▸ **GOAL**:
Swap "middle" for "center" in the lines running from the one that contains "lawn in the photo above." through the last line, inclusive, and write out only those lines with nothing else changed.

******************************

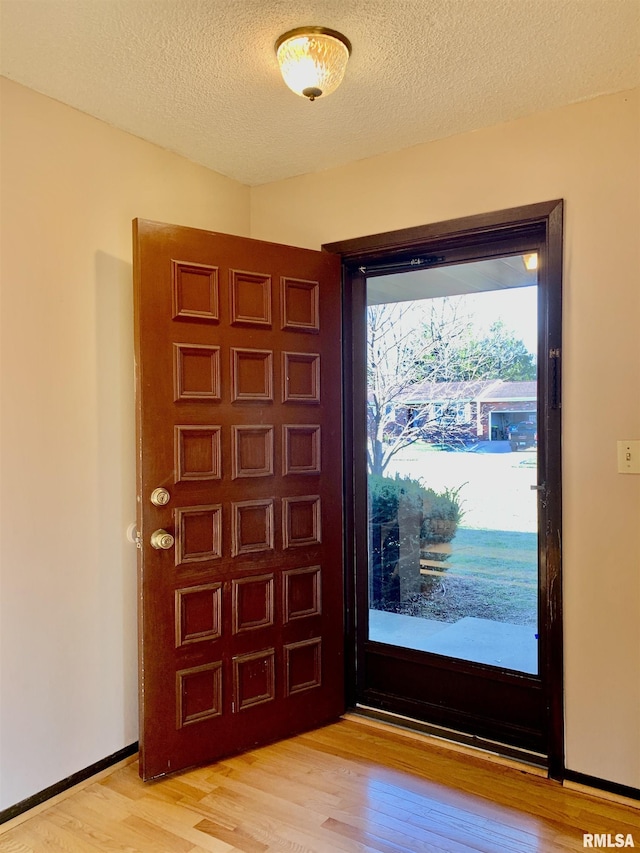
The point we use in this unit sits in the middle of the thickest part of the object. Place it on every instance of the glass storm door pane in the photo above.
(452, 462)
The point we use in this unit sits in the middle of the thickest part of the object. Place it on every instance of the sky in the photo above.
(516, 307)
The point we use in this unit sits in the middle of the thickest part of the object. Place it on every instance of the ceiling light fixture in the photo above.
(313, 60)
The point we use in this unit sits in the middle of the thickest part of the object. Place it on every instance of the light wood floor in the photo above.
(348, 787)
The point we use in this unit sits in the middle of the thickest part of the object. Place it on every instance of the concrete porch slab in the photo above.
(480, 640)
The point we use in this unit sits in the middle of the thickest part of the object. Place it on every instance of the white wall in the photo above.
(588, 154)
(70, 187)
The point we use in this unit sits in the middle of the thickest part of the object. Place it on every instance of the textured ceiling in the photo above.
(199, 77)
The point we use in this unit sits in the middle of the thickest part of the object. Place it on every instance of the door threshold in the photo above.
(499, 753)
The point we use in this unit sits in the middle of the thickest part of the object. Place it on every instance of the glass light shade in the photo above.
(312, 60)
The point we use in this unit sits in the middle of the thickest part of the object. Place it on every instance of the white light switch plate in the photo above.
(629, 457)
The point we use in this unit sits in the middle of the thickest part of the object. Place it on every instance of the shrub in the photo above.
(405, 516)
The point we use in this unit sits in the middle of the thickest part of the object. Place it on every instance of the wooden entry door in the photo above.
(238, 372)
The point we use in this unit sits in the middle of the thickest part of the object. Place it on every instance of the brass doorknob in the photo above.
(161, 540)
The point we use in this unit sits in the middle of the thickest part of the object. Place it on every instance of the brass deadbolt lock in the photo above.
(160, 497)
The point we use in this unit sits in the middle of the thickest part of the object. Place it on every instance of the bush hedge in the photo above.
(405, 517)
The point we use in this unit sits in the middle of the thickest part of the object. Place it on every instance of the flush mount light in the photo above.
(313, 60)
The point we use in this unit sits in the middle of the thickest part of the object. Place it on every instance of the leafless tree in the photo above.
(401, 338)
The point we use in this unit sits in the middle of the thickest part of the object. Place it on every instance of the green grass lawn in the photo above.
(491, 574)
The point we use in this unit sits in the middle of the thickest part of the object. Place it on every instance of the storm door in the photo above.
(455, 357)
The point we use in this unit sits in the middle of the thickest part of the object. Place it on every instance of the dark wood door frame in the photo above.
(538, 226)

******************************

▸ **ANSWER TO THIS TASK**:
The point we use in this unit sits in the center of the thickest part of the object. Place it on every instance of the green grass lawn in the photo above.
(491, 574)
The point we use in this unit sits in the center of the thickest part of the object. Place it on every instance of the storm door in the photo above.
(455, 357)
The point we use in this unit sits in the center of the thickest part of the object. Place it on every instance of the dark wood door frame in the photo above.
(538, 226)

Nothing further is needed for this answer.